[Natural language region descriptions]
((

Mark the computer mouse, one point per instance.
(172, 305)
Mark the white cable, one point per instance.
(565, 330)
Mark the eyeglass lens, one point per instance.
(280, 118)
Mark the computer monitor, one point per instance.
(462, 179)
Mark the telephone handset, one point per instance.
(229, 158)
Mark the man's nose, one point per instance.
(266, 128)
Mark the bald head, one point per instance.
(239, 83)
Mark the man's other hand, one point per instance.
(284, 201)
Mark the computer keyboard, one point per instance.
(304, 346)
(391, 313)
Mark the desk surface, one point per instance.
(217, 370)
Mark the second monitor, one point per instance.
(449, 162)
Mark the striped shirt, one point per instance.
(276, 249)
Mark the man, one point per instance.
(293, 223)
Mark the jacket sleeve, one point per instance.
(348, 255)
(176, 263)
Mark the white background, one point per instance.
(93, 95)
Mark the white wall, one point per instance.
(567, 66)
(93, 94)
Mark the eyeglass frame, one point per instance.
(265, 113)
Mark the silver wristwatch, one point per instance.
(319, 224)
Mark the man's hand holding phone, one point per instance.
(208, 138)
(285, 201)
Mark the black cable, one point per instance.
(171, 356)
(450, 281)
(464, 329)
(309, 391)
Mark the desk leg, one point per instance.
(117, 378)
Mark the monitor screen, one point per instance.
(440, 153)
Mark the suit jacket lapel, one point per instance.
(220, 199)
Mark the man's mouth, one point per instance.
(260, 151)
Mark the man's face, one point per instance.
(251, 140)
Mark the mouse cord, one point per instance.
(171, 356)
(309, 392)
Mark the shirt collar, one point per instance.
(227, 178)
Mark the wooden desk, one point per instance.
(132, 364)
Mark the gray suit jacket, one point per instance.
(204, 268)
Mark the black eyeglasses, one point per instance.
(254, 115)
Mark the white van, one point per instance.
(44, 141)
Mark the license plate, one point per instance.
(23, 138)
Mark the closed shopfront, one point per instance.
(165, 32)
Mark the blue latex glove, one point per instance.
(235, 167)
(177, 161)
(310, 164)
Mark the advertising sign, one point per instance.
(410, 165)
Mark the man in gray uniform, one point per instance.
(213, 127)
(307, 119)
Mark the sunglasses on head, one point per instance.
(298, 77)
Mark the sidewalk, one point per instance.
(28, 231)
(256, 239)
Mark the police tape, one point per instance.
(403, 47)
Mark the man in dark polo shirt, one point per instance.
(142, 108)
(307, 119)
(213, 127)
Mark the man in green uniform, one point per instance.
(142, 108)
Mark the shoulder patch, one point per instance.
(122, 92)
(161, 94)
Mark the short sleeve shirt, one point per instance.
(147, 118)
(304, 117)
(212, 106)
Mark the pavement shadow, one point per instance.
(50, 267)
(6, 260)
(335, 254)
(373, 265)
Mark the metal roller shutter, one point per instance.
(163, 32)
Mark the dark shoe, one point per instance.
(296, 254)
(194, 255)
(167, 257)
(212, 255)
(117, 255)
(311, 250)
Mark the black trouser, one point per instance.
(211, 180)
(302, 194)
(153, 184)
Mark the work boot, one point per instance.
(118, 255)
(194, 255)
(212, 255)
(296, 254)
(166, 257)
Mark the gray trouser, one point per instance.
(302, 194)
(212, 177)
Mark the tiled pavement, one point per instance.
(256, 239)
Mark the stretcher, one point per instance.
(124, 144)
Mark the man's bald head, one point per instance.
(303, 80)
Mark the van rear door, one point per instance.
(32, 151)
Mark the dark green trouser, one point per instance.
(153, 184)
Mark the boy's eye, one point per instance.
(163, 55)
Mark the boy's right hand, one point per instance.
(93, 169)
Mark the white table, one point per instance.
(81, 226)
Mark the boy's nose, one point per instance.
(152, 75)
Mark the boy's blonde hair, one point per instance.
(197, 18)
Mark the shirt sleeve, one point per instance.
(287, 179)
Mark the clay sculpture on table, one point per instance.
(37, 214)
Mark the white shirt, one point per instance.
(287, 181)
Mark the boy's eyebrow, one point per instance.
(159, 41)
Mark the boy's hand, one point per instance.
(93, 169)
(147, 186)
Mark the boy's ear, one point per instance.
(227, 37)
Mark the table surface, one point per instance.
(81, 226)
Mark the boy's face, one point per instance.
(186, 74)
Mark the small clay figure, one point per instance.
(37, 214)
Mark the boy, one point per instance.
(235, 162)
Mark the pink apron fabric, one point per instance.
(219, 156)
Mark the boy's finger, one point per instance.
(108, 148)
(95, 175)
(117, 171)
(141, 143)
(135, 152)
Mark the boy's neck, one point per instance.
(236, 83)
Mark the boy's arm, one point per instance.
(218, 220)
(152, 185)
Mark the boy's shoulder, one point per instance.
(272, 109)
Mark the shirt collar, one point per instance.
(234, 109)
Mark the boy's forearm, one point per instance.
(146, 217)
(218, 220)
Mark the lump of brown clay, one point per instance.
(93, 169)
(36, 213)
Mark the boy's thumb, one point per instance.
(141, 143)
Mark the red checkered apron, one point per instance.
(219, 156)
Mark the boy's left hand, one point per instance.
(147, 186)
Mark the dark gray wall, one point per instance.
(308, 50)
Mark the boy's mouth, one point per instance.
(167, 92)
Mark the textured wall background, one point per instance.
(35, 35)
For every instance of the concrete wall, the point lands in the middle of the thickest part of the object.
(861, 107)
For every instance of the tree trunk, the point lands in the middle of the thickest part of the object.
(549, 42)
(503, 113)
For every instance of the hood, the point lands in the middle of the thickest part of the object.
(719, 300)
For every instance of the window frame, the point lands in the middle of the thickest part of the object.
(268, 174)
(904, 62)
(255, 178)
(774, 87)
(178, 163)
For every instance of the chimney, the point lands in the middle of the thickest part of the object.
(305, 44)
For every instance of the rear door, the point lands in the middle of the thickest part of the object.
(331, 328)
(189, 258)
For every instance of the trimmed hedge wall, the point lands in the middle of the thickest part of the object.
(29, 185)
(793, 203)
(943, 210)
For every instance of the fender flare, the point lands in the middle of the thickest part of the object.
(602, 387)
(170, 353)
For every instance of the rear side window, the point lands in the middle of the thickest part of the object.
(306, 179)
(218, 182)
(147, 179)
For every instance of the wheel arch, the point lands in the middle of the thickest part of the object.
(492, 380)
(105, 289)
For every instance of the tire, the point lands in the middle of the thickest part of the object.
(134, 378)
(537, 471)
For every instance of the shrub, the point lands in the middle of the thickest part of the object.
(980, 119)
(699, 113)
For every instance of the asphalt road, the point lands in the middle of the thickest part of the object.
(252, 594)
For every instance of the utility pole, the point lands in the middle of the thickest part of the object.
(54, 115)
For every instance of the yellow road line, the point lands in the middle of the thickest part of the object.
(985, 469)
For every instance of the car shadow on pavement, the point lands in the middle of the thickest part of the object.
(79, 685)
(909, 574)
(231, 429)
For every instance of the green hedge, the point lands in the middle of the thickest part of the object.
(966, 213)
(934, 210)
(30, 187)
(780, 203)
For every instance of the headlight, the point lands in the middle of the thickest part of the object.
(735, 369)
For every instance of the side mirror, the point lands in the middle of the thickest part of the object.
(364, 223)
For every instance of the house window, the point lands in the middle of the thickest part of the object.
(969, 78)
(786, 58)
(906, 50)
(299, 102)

))

_WHAT TO DO_
Type out the records above again, exactly the same.

_ANSWER SECTION_
Mark the computer mouse, one point per instance.
(172, 305)
Mark the white cable, one point per instance.
(565, 330)
Mark the eyeglass lens, one point per instance.
(280, 118)
Mark the computer monitor, one point per instance.
(462, 179)
Mark the telephone handset, one point per instance.
(229, 158)
Mark the man's nose, one point per instance.
(266, 128)
Mark the bald head, one point per instance.
(239, 83)
Mark the man's other hand, one point per instance.
(284, 201)
Mark the computer keyboard, one point per instance.
(304, 346)
(391, 313)
Mark the desk surface, one point per instance.
(217, 370)
Mark the second monitor, one point per instance.
(449, 162)
Mark the striped shirt, one point per instance.
(276, 249)
Mark the man, one point per instance.
(293, 223)
Mark the jacket sleeve, one point per instance.
(348, 255)
(176, 263)
Mark the white background, one point per instance.
(93, 95)
Mark the white wall, one point per instance.
(567, 66)
(93, 94)
Mark the eyeglass frame, one point per instance.
(265, 113)
Mark the silver wristwatch, one point per instance.
(319, 224)
Mark the man's hand holding phone, one point per instance.
(208, 138)
(285, 201)
Mark the black cable, one point per instance.
(171, 356)
(450, 281)
(464, 329)
(309, 391)
Mark the desk leg, one point per instance.
(117, 378)
Mark the monitor screen, one point per instance.
(440, 153)
Mark the suit jacket lapel, one point per instance.
(220, 199)
Mark the man's mouth, one point per instance.
(260, 151)
Mark the man's face, one point per instance.
(251, 140)
Mark the mouse cord, one point per instance.
(171, 356)
(309, 392)
Mark the shirt collar, one point per instance.
(227, 178)
Mark the wooden desk, one point per instance.
(132, 364)
Mark the gray suit jacket, one point per instance.
(204, 268)
Mark the black eyeglasses, one point per instance.
(254, 115)
Mark the white van, one point per instance.
(44, 141)
Mark the license plate, one point per instance.
(23, 138)
Mark the closed shopfront, one point per instance.
(165, 32)
Mark the blue latex glove, one point per instance.
(235, 167)
(177, 161)
(310, 164)
Mark the advertising sign, one point per instance.
(410, 165)
Mark the man in gray uniform, one point per instance.
(213, 127)
(307, 119)
Mark the sunglasses on head, one point per instance.
(298, 77)
Mark the sidewalk, one point per instance.
(28, 231)
(256, 239)
Mark the police tape, one point per instance.
(403, 47)
Mark the man in dark polo shirt, one point per instance.
(142, 108)
(307, 119)
(213, 127)
Mark the man in green uniform, one point per instance.
(142, 108)
Mark the shoulder patch, one point per instance.
(122, 92)
(161, 94)
Mark the short sleeve shirt, one point per instance.
(147, 118)
(304, 117)
(212, 106)
Mark the pavement shadow, one point per instance.
(50, 267)
(6, 260)
(335, 254)
(373, 265)
Mark the metal roller shutter, one point per instance.
(163, 32)
Mark the dark shoe, one point per instance.
(296, 254)
(194, 255)
(167, 257)
(212, 255)
(117, 255)
(311, 250)
Mark the black trouser, one point per instance.
(211, 180)
(302, 194)
(153, 184)
Mark the work boot, one point per instance.
(118, 255)
(194, 255)
(212, 255)
(296, 254)
(166, 257)
Mark the gray trouser, one point per instance.
(302, 194)
(212, 177)
Mark the tiled pavement, one point per instance.
(256, 239)
Mark the stretcher, one point per instance.
(124, 144)
Mark the man's bald head, one point per instance.
(303, 80)
Mark the van rear door, one point per instance.
(32, 151)
Mark the dark green trouser, one point per instance.
(153, 184)
Mark the boy's eye, one point per instance.
(163, 55)
Mark the boy's right hand, one point per instance.
(93, 169)
Mark the white table, one point per instance.
(81, 226)
Mark the boy's nose, one point per instance.
(152, 75)
Mark the boy's blonde hair, one point per instance.
(197, 18)
Mark the shirt sleeve, one point per instance.
(287, 179)
Mark the clay sculpture on table, one point per instance.
(37, 214)
Mark the white shirt, one point per instance.
(287, 181)
Mark the boy's eyebrow, one point per instance.
(159, 41)
Mark the boy's hand, one point per instance.
(93, 169)
(147, 186)
Mark the boy's ear, one point per instance.
(227, 37)
Mark the table surface, one point per instance.
(81, 226)
Mark the boy's face, one point per instance.
(186, 74)
Mark the small clay figure, one point per instance.
(37, 214)
Mark the boy, one point per instance.
(235, 162)
Mark the pink apron fabric, one point per instance.
(219, 156)
Mark the boy's finger, one point per instance.
(108, 148)
(95, 175)
(117, 171)
(141, 143)
(135, 152)
Mark the boy's neck, one point per instance.
(236, 83)
Mark the boy's arm, one point per instance.
(218, 220)
(152, 185)
Mark the boy's shoulder, one point per instance.
(272, 109)
Mark the shirt collar, one point per instance.
(234, 109)
Mark the boy's forearm, one point per instance.
(146, 217)
(218, 220)
Mark the lump of brown clay, one point per instance.
(93, 169)
(36, 213)
Mark the boy's thumb, one point per instance.
(141, 143)
Mark the red checkered apron, one point per instance.
(219, 156)
Mark the boy's left hand, one point per instance.
(147, 186)
Mark the dark gray wall, one point per instance.
(308, 50)
Mark the boy's mouth, one point per instance.
(167, 92)
Mark the textured wall background, one point per instance.
(35, 35)
For every instance of the concrete wall, the point lands in the middle of the thickest part of the object.
(861, 107)
For every instance of the tree trunk, the point lands in the middle of the thickest part of the object.
(549, 42)
(503, 113)
For every instance of the hood, the point lands in the middle of the thickest part of the object.
(719, 300)
For every instance of the window frame, the point lands in the middle of the thickest part of the object.
(268, 174)
(904, 62)
(255, 178)
(774, 87)
(178, 163)
For every instance of the chimney, the point lands in the middle of the thickest part of the object.
(305, 44)
For every instance of the rear door, the point lands in the middle of the thickest part of the object.
(331, 328)
(189, 258)
For every instance of the trimmed hedge wall, the point lands in the middle of the thickest part of the object.
(29, 185)
(793, 203)
(943, 210)
For every instance of the fender flare, the point lands in the middle of the thickest part of the object.
(602, 387)
(170, 353)
For every instance of the rear side window, the point lands in the middle of the thickest part of the object.
(306, 179)
(218, 182)
(147, 179)
For every instance of the wheel arch, the point lands in the middle of the thickest part of the object.
(492, 380)
(105, 289)
For every instance of the tire, the point lands in the middle of the thickest part of the object.
(134, 378)
(537, 471)
For every instance of the shrub, the point lands in the middle of the thickest part of the object.
(980, 119)
(699, 113)
For every instance of the asphalt road, the point lands in the middle of the thickest part of the object.
(252, 594)
For every instance of the utility pole, the point lands in the middle of the thickest part of the object.
(54, 115)
For every instance of the yellow road line, the point lands in the middle of the thickest part of the object.
(985, 469)
For every instance of the car shadow on pavement, the point lands in the middle of the thickest part of the object.
(79, 685)
(909, 574)
(231, 429)
For every instance of the green hedge, the point lands in the middle of the thickest part of the object.
(966, 213)
(934, 210)
(30, 187)
(780, 203)
For every instance of the headlight, the point lands in the middle of the thickest part of the object.
(735, 369)
For every instance of the side mirror, the point lands in the middle of the thickest part of the object.
(364, 223)
For every instance of the house window, the point lands in the middle of the thickest part of the object.
(969, 78)
(786, 58)
(906, 50)
(299, 102)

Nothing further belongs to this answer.